**Set exercise**: Begin with the line containing "the sponsor print" and copy each line exactly through the last line of the entries, inclusive.

**Data provided**:
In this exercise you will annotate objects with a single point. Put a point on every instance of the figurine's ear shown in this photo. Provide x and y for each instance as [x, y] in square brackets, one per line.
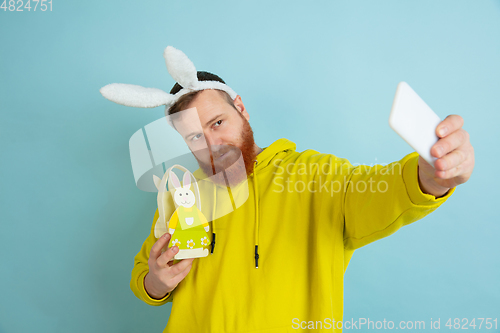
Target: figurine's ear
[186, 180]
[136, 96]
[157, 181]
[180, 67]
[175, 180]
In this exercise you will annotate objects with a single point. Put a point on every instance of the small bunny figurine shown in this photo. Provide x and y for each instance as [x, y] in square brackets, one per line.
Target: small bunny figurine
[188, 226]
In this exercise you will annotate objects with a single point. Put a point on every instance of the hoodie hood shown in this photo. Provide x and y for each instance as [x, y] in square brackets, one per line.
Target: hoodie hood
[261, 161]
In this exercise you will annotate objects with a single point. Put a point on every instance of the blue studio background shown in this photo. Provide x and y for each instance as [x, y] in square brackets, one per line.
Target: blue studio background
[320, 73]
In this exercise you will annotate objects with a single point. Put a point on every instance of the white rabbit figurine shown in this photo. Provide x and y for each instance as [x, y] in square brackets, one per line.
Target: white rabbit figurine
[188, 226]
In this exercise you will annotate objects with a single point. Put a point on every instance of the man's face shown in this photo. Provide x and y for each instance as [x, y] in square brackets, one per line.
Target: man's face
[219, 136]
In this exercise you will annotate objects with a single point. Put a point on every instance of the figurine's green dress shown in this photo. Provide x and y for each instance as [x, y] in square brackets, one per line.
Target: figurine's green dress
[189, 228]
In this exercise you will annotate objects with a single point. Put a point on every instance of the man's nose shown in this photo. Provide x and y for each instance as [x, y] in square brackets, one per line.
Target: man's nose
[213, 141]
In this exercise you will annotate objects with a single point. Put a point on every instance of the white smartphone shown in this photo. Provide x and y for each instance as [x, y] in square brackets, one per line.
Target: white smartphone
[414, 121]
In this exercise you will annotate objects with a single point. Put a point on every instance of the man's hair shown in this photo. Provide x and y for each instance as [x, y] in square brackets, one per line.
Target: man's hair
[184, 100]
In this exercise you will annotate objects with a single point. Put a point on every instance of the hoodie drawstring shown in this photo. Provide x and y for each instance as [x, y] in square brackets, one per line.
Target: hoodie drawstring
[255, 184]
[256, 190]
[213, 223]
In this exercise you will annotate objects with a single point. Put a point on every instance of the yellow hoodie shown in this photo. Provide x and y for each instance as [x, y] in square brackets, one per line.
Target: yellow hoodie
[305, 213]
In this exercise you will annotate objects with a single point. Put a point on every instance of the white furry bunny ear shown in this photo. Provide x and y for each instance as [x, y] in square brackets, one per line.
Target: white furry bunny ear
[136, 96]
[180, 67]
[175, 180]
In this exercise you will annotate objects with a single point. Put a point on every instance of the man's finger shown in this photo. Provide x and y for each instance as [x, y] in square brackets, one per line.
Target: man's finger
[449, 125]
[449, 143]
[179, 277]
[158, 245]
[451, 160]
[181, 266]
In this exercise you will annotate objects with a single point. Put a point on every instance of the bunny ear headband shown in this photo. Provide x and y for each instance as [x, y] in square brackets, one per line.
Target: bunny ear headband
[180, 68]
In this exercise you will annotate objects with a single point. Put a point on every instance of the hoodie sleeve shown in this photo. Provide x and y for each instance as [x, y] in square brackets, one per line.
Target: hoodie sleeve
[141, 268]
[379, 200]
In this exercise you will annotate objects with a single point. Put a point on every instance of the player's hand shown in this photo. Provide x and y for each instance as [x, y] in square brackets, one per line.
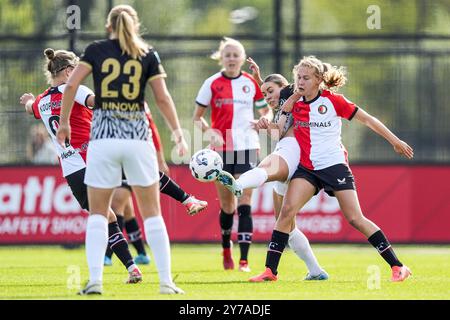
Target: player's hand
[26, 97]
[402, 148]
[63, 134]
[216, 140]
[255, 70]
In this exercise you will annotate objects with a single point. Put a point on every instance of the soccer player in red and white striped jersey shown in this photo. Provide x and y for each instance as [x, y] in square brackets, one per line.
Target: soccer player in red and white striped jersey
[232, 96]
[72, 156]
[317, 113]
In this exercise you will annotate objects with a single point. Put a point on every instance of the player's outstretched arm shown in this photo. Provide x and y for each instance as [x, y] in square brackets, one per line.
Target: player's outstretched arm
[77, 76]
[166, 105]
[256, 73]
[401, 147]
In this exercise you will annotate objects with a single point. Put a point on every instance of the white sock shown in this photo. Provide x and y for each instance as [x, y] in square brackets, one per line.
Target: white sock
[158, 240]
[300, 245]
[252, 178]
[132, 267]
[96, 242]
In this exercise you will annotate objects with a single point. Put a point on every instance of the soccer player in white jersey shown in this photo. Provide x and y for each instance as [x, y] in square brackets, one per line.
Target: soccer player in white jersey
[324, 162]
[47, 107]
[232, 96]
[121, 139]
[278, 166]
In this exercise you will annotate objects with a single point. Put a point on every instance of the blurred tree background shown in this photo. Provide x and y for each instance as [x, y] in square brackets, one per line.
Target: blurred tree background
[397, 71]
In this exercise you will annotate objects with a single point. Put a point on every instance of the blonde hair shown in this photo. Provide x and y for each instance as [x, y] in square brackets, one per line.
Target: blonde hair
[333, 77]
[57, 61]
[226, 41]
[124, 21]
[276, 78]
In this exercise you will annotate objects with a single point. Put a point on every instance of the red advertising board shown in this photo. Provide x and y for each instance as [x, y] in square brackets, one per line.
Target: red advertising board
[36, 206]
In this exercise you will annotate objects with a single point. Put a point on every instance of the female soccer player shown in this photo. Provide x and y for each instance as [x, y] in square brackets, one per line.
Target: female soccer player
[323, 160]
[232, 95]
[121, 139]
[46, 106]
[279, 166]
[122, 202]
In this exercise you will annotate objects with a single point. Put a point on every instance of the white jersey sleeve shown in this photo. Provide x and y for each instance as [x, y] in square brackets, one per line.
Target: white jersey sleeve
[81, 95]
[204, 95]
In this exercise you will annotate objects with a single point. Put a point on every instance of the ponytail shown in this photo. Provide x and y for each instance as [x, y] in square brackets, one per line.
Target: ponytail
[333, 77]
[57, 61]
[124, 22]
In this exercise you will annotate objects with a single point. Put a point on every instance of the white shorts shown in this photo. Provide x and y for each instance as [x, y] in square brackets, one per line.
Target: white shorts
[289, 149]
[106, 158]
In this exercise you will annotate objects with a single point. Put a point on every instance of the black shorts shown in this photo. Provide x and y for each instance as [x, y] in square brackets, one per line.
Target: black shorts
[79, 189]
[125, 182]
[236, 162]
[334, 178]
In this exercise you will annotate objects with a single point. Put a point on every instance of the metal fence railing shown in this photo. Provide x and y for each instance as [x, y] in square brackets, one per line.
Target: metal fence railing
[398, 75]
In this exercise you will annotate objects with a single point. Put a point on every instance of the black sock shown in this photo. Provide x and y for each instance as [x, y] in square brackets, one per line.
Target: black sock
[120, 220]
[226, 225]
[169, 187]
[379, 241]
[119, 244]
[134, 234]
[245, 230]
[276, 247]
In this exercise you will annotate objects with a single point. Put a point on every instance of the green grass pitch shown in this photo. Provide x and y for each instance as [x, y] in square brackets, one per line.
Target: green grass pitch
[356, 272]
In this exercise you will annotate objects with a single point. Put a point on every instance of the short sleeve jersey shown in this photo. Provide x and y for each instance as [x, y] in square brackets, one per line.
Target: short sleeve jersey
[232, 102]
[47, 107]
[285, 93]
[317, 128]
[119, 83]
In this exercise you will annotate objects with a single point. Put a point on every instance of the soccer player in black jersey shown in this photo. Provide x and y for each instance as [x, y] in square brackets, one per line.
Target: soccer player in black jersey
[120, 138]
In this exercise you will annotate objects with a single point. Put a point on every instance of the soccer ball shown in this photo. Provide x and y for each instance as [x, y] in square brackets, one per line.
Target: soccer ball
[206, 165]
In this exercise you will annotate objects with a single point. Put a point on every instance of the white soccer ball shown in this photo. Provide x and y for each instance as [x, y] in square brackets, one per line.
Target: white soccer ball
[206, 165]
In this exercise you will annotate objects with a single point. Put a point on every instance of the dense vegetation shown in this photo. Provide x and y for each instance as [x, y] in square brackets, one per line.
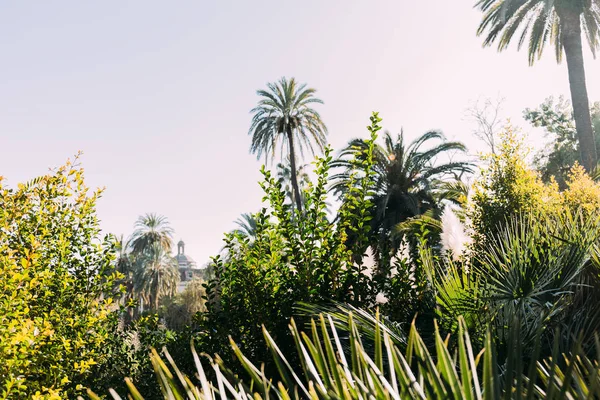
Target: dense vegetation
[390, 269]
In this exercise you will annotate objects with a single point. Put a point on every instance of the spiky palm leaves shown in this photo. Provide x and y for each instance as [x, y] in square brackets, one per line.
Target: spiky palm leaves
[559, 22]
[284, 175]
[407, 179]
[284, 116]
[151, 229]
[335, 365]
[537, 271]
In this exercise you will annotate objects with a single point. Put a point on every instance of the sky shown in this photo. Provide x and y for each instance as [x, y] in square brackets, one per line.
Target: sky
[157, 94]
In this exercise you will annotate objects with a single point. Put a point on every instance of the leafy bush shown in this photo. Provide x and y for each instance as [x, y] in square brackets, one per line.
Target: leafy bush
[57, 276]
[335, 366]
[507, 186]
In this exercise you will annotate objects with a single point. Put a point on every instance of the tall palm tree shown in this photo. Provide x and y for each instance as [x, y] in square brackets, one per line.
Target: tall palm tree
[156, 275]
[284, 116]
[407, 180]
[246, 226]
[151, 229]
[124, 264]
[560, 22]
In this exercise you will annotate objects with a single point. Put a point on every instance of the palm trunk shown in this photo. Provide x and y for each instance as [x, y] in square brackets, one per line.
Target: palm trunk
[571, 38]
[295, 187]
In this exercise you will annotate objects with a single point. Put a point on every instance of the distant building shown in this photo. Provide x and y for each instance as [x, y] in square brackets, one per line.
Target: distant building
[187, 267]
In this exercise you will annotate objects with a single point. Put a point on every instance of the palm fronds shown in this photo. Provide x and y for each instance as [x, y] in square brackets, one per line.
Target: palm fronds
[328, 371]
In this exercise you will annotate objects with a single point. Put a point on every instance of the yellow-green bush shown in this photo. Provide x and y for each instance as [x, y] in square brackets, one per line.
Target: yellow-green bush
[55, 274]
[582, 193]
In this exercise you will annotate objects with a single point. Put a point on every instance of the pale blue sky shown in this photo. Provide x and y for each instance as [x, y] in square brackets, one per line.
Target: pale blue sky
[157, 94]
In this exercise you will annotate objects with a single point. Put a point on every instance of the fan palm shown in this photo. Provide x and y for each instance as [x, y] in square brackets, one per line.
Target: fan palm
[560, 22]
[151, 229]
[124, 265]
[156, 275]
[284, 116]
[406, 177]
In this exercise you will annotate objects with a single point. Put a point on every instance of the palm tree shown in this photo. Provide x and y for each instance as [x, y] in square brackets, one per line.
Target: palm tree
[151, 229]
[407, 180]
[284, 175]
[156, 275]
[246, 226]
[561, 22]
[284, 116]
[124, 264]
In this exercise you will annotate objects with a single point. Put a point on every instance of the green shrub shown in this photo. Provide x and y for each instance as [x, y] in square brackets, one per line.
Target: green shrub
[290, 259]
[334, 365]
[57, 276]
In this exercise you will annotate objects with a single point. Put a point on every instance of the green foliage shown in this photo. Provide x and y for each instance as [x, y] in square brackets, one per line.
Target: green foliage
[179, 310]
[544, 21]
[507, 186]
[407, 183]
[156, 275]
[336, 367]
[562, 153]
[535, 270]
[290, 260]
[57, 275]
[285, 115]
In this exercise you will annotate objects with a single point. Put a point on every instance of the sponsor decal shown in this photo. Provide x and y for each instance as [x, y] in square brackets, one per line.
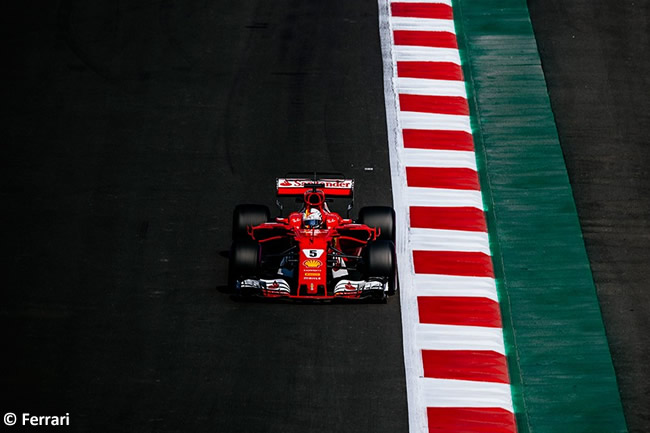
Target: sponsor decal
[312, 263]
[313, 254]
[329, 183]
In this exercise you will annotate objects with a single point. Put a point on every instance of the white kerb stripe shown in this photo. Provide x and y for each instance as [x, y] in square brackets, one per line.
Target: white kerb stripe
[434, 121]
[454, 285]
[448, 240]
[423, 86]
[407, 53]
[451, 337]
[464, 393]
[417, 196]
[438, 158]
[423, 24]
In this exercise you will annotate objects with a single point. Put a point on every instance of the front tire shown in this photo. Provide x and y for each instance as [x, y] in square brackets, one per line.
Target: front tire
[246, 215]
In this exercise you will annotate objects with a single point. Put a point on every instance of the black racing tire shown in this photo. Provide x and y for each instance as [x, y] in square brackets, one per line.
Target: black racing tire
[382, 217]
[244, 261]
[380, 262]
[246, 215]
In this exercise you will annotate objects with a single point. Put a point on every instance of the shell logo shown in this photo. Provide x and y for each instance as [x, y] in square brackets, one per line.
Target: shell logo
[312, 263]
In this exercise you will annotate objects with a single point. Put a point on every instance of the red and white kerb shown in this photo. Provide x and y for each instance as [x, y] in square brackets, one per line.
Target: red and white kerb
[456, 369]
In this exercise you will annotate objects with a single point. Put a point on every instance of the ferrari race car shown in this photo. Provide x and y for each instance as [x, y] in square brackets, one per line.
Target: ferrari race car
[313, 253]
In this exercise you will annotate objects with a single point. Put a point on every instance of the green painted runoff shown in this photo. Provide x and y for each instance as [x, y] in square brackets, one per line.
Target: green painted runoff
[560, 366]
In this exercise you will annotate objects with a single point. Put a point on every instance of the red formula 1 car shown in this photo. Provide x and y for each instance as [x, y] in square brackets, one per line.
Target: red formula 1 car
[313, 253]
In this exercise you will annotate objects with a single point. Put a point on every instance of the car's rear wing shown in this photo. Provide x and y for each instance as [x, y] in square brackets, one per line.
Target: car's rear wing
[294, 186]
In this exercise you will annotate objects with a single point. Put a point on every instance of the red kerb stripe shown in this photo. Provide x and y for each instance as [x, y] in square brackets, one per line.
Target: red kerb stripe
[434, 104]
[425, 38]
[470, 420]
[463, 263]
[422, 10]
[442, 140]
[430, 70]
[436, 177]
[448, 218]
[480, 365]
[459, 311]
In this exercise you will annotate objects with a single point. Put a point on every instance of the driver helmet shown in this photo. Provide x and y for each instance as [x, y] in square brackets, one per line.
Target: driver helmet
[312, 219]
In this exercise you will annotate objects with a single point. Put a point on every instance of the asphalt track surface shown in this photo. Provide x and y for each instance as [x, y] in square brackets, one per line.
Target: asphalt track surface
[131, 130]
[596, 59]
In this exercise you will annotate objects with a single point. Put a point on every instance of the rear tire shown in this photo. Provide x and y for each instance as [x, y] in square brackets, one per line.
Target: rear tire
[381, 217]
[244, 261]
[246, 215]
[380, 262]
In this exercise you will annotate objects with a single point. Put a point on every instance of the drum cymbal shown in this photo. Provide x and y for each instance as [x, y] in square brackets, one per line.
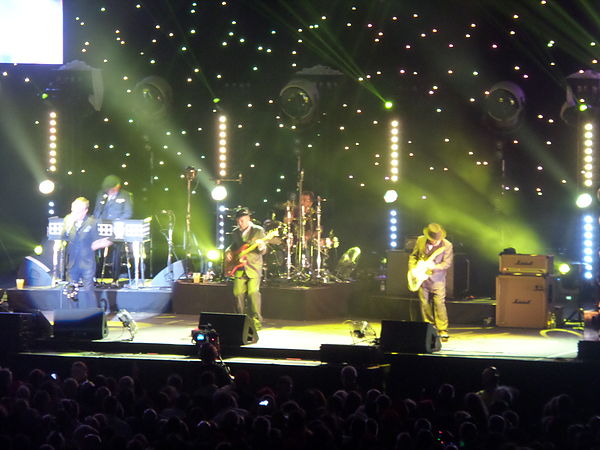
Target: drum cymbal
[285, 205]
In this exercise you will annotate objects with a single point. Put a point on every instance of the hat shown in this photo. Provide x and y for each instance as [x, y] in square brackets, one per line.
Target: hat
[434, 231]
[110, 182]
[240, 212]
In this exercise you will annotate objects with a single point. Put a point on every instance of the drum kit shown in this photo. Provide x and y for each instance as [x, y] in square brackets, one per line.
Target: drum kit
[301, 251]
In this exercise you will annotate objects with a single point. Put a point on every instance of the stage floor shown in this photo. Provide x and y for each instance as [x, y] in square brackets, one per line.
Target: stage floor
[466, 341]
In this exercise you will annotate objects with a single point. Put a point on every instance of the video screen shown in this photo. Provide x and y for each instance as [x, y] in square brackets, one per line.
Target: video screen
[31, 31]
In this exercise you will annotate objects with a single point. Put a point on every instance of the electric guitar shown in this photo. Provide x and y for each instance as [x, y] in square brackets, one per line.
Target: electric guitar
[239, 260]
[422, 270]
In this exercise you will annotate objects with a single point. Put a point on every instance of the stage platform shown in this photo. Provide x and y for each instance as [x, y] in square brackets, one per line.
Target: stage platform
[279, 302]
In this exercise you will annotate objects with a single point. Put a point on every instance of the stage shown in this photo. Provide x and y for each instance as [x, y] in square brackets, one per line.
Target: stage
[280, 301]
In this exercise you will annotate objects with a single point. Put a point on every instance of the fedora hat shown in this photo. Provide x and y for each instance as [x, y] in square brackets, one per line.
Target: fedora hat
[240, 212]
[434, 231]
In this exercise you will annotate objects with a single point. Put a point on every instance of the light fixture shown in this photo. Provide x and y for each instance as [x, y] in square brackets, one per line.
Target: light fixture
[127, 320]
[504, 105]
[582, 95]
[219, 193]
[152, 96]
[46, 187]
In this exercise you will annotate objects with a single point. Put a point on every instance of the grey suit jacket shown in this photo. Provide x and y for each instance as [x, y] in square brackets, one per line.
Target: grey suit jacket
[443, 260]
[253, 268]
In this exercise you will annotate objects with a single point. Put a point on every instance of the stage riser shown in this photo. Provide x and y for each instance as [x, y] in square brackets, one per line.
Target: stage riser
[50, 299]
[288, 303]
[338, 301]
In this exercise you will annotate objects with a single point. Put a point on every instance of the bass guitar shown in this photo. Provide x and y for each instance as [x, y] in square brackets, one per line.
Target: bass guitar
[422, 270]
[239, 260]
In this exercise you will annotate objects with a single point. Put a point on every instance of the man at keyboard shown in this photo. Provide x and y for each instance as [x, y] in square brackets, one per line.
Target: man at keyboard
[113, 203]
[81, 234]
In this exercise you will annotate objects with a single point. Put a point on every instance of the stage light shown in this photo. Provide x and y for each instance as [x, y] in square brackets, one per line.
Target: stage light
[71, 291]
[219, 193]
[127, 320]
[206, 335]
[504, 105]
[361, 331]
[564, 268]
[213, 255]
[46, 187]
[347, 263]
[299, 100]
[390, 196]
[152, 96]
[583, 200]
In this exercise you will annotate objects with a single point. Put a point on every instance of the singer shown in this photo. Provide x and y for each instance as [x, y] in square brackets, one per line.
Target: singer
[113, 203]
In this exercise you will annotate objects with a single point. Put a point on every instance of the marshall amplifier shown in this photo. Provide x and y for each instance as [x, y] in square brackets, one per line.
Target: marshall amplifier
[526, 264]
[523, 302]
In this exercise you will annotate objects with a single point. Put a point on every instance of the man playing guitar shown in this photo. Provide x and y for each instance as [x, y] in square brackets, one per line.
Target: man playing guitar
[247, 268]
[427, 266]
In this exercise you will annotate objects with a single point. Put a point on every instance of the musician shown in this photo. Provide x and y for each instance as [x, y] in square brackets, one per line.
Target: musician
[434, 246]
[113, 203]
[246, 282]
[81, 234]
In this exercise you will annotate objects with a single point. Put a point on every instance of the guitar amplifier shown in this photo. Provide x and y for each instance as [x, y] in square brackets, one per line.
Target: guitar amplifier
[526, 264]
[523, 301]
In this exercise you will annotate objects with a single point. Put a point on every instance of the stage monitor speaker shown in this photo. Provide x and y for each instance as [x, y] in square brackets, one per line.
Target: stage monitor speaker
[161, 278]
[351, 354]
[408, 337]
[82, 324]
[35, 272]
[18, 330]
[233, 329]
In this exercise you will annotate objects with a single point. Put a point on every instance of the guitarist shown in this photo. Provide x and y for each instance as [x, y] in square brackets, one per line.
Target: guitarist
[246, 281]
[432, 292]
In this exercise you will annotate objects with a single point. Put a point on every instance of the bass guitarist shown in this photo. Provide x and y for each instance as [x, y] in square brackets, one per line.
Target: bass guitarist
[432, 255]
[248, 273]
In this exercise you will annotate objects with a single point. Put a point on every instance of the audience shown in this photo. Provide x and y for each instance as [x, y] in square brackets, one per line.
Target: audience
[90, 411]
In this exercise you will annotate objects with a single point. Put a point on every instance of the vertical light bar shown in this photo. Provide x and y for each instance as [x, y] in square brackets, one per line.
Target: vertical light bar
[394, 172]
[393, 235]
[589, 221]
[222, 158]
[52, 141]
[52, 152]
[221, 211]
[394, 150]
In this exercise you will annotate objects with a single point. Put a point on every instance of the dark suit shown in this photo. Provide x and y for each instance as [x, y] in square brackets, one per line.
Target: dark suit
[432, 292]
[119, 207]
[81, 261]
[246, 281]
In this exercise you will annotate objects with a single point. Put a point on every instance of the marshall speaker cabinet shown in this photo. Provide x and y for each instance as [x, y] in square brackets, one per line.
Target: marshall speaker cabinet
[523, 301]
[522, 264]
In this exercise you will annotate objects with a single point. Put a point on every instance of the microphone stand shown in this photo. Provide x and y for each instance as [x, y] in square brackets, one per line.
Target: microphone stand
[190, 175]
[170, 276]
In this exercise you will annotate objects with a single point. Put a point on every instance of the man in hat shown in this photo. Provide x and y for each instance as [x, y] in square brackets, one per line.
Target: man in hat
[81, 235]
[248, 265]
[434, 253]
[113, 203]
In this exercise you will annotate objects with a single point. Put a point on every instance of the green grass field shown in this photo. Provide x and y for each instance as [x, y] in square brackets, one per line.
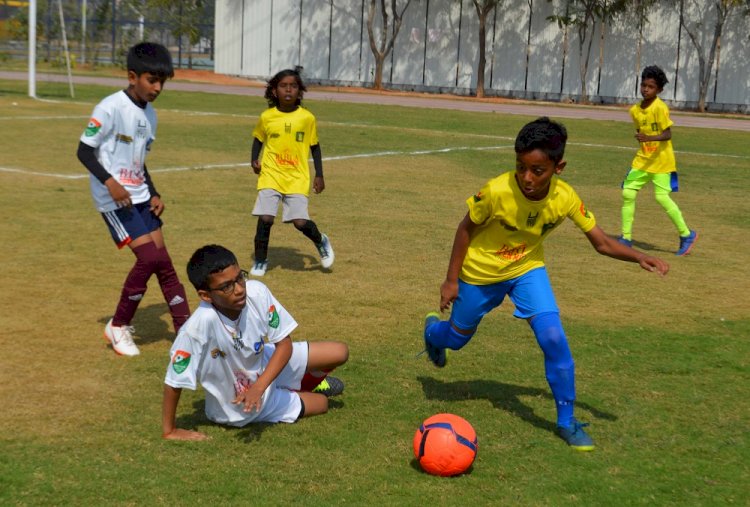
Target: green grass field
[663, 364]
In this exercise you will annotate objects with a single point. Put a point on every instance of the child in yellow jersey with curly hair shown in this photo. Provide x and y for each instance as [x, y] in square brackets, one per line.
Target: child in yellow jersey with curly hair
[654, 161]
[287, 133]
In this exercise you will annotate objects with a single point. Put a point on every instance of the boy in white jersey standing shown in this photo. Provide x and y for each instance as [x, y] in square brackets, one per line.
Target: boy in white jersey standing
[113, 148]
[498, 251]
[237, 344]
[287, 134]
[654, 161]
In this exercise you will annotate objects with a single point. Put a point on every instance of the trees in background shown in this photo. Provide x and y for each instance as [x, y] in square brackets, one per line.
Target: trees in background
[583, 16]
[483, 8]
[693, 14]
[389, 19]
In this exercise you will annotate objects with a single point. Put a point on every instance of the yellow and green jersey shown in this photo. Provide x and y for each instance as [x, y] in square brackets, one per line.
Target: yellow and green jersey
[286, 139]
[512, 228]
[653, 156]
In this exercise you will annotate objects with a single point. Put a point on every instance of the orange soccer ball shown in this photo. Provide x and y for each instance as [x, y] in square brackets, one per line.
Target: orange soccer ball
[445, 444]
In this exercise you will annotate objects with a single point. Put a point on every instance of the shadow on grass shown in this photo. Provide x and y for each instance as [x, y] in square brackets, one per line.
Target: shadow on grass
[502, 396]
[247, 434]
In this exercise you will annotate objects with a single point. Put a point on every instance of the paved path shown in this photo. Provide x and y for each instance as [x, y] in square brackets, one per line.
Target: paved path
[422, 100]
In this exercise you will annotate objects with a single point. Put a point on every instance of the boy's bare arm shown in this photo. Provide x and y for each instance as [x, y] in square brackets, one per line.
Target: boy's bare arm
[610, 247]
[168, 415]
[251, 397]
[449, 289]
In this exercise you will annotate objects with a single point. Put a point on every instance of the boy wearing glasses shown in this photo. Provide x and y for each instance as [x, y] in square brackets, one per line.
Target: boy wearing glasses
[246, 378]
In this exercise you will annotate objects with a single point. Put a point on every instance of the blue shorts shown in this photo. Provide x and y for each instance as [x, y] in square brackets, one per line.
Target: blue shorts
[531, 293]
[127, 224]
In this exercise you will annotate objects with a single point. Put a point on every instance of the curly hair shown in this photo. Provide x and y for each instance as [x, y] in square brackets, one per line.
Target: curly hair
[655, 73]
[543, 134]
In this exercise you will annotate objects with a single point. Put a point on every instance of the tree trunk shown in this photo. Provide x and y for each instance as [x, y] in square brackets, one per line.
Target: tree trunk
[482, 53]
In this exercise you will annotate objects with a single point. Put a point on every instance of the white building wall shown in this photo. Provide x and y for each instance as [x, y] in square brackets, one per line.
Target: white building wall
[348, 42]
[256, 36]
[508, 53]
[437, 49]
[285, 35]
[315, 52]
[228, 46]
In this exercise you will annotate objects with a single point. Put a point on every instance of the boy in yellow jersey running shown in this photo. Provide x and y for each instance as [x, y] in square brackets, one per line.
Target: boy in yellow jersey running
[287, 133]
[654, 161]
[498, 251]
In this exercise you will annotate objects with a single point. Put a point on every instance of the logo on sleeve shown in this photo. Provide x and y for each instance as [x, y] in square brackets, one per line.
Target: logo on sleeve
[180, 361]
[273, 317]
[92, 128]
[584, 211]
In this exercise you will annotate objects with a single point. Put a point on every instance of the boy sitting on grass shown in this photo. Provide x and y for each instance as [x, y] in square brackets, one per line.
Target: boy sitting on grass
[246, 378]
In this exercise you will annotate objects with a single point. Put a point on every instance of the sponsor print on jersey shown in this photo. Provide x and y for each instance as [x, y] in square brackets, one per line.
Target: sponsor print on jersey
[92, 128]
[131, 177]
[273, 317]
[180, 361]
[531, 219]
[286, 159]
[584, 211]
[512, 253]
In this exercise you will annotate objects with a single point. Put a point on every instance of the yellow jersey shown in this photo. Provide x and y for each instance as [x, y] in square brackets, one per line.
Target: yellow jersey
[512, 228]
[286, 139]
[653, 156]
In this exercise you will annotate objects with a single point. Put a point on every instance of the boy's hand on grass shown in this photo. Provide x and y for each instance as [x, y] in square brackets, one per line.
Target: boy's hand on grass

**Problem solution**:
In this exercise you will annotate objects with a single point. Put a point on every instance of the sponsor print on jersey shown in this photo. Provide x and y for each instance as [x, y] in square brackets, one per line.
Target: sponsor print on jersey
[92, 128]
[131, 177]
[273, 317]
[180, 361]
[531, 219]
[286, 159]
[584, 211]
[512, 253]
In this exercise you will annotate objects with a single point. Put a point on every instance of the yellow jersey shown in this photo. Provide x and y for each instance as [x, y] in square brackets, one per line.
Target: yellow jersey
[512, 228]
[286, 139]
[653, 156]
In this exercise you will annotate objects with a single point. Put a point on every instance of the boy's hand on grass shown in this photo. Provide x and y for each instance as [x, y] in square brackets, one per line.
Target: boy's hand on grass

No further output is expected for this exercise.